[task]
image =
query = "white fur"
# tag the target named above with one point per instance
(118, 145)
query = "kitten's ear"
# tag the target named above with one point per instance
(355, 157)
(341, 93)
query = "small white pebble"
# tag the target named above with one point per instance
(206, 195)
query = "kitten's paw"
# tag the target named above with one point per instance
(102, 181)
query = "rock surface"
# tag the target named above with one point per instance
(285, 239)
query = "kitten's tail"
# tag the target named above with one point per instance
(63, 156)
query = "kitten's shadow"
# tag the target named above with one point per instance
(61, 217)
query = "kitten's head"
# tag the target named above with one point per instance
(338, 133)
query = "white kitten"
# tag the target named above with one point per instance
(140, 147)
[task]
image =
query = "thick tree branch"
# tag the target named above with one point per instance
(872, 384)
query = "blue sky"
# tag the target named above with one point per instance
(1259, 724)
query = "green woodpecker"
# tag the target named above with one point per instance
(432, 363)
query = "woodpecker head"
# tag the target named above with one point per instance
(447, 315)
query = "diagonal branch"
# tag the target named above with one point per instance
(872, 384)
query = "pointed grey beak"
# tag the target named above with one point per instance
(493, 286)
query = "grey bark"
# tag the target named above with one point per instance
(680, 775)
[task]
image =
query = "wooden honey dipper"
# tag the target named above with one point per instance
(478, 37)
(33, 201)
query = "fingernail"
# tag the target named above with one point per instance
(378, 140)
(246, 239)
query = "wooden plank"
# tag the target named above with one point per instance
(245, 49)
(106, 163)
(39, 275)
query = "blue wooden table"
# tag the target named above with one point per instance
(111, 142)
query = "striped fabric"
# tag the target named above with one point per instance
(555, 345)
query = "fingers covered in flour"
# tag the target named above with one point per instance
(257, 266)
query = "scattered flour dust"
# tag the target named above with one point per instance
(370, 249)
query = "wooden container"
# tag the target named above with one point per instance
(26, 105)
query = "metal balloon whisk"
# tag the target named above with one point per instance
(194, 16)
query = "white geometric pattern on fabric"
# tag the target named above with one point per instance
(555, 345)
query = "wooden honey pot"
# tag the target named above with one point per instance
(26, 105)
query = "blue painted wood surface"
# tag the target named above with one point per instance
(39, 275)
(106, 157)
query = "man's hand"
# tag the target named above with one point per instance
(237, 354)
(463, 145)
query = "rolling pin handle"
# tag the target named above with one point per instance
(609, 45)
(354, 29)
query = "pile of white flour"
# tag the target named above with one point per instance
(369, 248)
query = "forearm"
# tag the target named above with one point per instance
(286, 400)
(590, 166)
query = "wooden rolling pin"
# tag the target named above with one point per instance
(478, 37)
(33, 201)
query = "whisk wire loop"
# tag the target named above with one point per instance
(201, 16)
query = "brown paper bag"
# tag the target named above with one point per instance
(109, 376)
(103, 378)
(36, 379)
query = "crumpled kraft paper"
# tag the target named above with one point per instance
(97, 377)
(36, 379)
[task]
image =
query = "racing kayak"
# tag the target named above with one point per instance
* * *
Work instructions → Nothing in the data may be omitted; transcribe it exactly.

Answer to this exercise →
[task]
image =
query = "white fur"
# tag the target named above with one point per instance
(118, 145)
query = "kitten's ear"
# tag the target named above with one point per instance
(355, 157)
(341, 93)
query = "small white pebble"
# tag the target named above with one point per instance
(206, 195)
query = "kitten's paw"
# tag the target named above with one point per instance
(102, 181)
query = "rock surface"
# tag the target named above with one point per instance
(285, 239)
query = "kitten's tail"
# tag the target named above with one point per instance
(63, 156)
query = "kitten's shadow"
# tag the target named above with one point per instance
(61, 217)
query = "kitten's head"
# tag the target named above with one point per instance
(338, 133)
query = "white kitten"
# tag the target named above with one point per instance
(140, 147)
[task]
image =
query = "thick tree branch"
# tag the target named above with one point per instance
(872, 384)
query = "blue sky"
# tag the target named above with one point per instance
(1259, 724)
query = "green woodpecker"
# tag the target named above with one point per instance
(432, 363)
query = "woodpecker head"
# tag the target named above with one point per instance
(447, 315)
query = "diagonal branch"
# tag the target named above with one point per instance
(872, 384)
query = "pointed grey beak"
# tag the target named above with one point per instance
(493, 286)
query = "grey bark"
# tag the target named above with one point per instance
(680, 775)
[task]
image =
query = "wooden honey dipper"
# tag the target named above with one point per instance
(478, 37)
(33, 201)
query = "fingernail"
# tag the target named above with one point per instance
(378, 140)
(246, 239)
query = "wooden plank"
# tag the target named above with one point per instance
(245, 49)
(106, 163)
(39, 275)
query = "blue wooden table"
# tag the target named above with one point per instance
(111, 142)
query = "striped fabric"
# tag the target named above with one point per instance
(555, 345)
query = "fingers covered in flour"
# tag the target named above with one point per instance
(257, 266)
query = "scattered flour dust"
# tag the target named above with one point per instance
(370, 249)
query = "wooden container"
# tag the target named above with one point per instance
(26, 105)
query = "metal balloon whisk"
# tag the target named above with one point per instance
(194, 16)
query = "white geometric pattern on fabric"
# tag the target named above with one point per instance
(555, 345)
query = "wooden honey pot"
# tag the target named above with one point per instance
(26, 105)
query = "blue painted wood surface"
# tag the target named above with one point per instance
(39, 275)
(106, 157)
query = "man's hand"
# tag the target named above with one point per instance
(237, 354)
(463, 145)
query = "rolling pin handle"
# tag the target named above with one point per instance
(609, 45)
(354, 29)
query = "pile of white flour"
# tag the target named above with one point per instance
(369, 248)
query = "forearm"
# tag the target named above with one point per instance
(286, 400)
(590, 166)
query = "wooden rolling pin"
# tag the target named above with one point per instance
(478, 37)
(33, 201)
query = "whisk wire loop"
# tag the target named above with one point per instance
(201, 16)
query = "brown paper bag"
# tag the target named above with one point per instance
(109, 376)
(103, 378)
(36, 379)
query = "crumpled kraft paper"
# tag the target named above with one point per instance
(97, 377)
(36, 379)
[task]
image =
query = "racing kayak"
# tag the target named above with one point per instance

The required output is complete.